[Données de pointage]
______________________________

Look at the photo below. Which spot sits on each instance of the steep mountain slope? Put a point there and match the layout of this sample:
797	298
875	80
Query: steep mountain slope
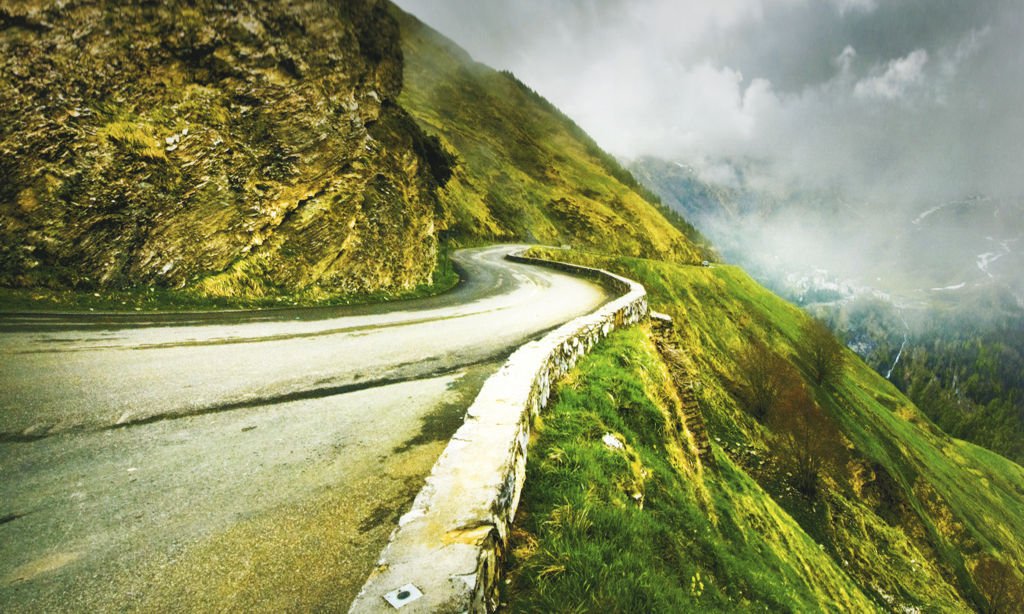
244	150
262	152
840	496
932	298
524	170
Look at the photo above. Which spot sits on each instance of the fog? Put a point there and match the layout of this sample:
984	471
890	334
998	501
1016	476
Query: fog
869	111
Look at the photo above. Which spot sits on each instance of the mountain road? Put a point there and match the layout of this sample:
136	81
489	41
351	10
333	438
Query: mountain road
241	461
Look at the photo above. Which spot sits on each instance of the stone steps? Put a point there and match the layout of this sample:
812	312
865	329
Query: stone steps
668	346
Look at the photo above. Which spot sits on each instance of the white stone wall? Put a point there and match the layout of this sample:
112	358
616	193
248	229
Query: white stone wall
451	546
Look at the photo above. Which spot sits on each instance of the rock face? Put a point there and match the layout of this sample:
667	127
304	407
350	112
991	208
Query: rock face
245	151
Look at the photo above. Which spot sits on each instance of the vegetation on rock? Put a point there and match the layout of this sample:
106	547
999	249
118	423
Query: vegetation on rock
843	497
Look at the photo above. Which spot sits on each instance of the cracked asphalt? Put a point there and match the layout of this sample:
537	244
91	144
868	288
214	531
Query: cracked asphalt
240	461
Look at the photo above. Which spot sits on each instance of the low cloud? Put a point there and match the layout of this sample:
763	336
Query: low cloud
910	100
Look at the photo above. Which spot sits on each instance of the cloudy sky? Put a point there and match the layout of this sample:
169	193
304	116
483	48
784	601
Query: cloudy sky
888	99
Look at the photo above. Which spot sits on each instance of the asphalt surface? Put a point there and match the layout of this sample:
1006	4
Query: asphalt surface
241	461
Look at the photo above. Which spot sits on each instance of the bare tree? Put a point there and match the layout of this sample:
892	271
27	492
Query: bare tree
823	353
807	438
765	376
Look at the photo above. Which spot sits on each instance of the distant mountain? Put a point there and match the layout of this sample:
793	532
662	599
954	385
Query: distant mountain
929	295
525	171
265	151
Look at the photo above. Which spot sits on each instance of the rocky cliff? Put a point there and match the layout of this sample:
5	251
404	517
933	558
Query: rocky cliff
248	150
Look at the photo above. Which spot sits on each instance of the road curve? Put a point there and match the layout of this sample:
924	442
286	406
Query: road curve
245	459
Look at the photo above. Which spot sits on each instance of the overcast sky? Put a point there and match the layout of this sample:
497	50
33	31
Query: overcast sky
898	99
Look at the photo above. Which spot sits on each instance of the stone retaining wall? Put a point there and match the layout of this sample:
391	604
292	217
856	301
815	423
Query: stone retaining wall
449	551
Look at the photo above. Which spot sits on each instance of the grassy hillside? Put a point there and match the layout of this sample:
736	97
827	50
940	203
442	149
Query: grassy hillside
524	171
897	516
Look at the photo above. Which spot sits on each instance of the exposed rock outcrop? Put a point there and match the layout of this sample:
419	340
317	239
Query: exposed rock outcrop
242	151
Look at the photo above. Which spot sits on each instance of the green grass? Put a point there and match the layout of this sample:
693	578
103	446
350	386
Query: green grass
701	540
906	516
525	172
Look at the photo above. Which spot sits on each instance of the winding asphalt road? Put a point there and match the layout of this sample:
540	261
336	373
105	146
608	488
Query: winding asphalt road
240	461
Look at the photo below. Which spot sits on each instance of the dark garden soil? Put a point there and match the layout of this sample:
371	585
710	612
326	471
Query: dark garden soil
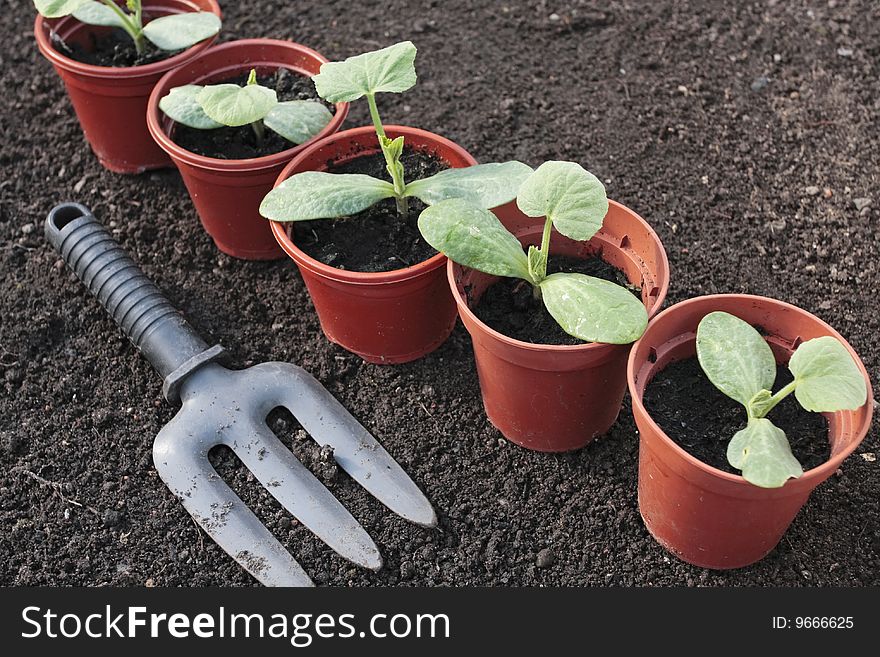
377	239
241	143
700	418
114	48
748	134
510	308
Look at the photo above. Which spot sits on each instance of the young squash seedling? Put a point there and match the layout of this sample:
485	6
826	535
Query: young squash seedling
321	195
740	363
173	32
574	203
214	106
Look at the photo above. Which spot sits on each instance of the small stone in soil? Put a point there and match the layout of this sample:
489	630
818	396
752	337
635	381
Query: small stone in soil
407	570
111	518
545	558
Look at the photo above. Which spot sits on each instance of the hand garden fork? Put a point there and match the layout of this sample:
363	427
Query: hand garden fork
229	407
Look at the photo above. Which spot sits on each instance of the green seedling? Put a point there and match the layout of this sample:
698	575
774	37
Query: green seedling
174	32
215	106
321	195
740	363
574	203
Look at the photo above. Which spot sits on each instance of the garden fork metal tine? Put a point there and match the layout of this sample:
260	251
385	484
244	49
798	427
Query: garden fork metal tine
306	498
227	407
354	448
181	459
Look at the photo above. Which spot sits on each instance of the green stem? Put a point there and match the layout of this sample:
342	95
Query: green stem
778	397
374	114
259	130
131	24
391	163
545	245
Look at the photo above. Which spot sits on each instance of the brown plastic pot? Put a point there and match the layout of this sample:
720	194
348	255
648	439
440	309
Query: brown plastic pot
553	398
386	317
702	515
111	102
227	193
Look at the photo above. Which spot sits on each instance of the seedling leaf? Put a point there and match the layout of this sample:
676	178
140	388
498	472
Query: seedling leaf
827	377
473	237
179	31
59	8
593	309
181	105
321	195
737	360
390	69
482	185
569	195
298	120
762	453
96	13
233	105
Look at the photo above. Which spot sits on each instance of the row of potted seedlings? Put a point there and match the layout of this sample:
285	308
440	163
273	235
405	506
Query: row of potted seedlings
744	404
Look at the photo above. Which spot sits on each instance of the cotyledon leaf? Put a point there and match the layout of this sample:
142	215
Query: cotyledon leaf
826	376
473	237
737	360
761	451
97	13
59	8
390	69
569	195
181	105
320	195
482	185
593	309
233	105
298	120
179	31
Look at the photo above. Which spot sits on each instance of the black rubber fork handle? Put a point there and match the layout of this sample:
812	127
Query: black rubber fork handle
147	318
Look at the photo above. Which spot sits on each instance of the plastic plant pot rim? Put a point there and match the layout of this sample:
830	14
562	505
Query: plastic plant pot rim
154	114
353	277
557	348
42	31
812	477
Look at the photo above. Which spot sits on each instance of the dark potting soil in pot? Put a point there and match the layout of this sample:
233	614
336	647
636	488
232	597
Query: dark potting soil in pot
241	143
510	308
702	420
114	49
79	407
377	239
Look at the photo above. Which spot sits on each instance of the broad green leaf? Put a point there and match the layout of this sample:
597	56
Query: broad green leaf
537	263
572	197
179	31
321	195
298	120
827	377
482	185
594	310
181	105
761	404
761	451
97	13
737	360
232	105
391	69
473	237
59	8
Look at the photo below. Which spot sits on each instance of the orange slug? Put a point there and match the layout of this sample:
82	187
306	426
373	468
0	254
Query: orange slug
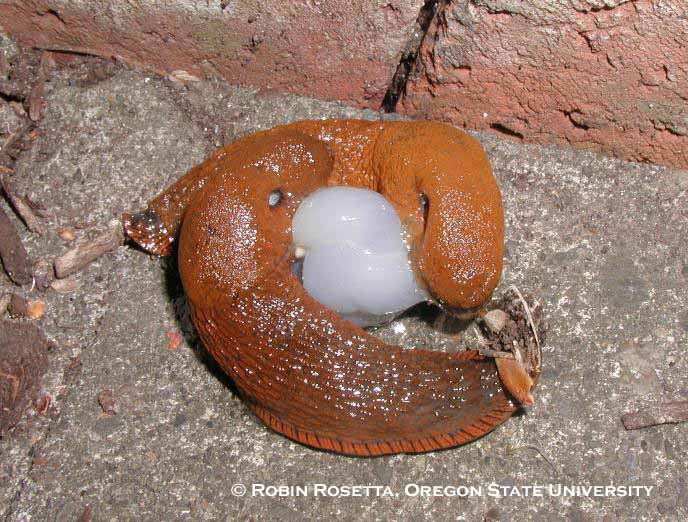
304	370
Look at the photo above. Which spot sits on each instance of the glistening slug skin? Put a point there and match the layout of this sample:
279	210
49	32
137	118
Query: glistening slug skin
307	372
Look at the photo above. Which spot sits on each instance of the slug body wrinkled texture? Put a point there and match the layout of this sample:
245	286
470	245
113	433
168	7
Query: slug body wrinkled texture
305	371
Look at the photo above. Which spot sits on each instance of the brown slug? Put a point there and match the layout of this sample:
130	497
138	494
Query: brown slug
305	371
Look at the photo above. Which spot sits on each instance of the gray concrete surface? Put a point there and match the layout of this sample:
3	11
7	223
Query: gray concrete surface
599	242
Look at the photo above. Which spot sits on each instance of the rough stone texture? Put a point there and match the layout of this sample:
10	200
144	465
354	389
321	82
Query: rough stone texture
603	75
599	242
338	50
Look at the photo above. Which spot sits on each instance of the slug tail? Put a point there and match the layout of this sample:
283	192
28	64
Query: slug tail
481	425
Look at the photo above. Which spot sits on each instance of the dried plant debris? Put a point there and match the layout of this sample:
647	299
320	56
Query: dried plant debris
26	308
15	260
654	415
513	333
88	251
512	321
106	400
20	205
23	361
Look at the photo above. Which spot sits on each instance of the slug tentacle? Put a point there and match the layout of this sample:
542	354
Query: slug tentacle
308	373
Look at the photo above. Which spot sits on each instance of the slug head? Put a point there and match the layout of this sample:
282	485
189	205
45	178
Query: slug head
451	206
239	225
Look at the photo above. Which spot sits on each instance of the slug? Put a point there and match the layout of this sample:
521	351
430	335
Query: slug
305	371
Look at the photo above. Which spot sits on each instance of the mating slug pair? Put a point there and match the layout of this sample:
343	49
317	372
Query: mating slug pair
305	371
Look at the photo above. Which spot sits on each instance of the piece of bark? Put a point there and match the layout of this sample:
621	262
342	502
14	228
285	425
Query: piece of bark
66	234
89	251
31	308
23	361
663	413
15	260
21	207
64	286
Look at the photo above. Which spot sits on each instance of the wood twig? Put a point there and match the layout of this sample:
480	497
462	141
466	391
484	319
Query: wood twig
21	207
664	413
15	260
87	252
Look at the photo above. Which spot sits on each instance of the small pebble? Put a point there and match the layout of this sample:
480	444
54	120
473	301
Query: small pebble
66	234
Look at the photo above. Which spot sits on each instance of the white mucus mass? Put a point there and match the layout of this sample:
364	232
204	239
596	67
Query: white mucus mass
356	259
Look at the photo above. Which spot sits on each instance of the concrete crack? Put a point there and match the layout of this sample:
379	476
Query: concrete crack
430	16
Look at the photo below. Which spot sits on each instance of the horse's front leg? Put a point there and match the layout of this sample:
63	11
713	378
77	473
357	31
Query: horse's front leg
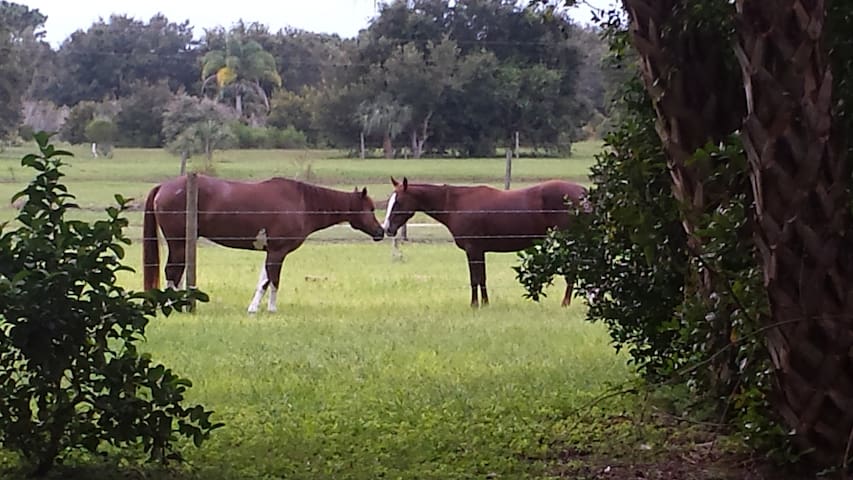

______________________________

Repérez dans les données ci-dessus toutes les lignes où figure le mot « potting », puis recopiez-les.

Look at the photo above. Which spot sits on each instance of the dark potting soil in pot? Put a point there and match the layout of this sample:
Query: dark potting soil in pot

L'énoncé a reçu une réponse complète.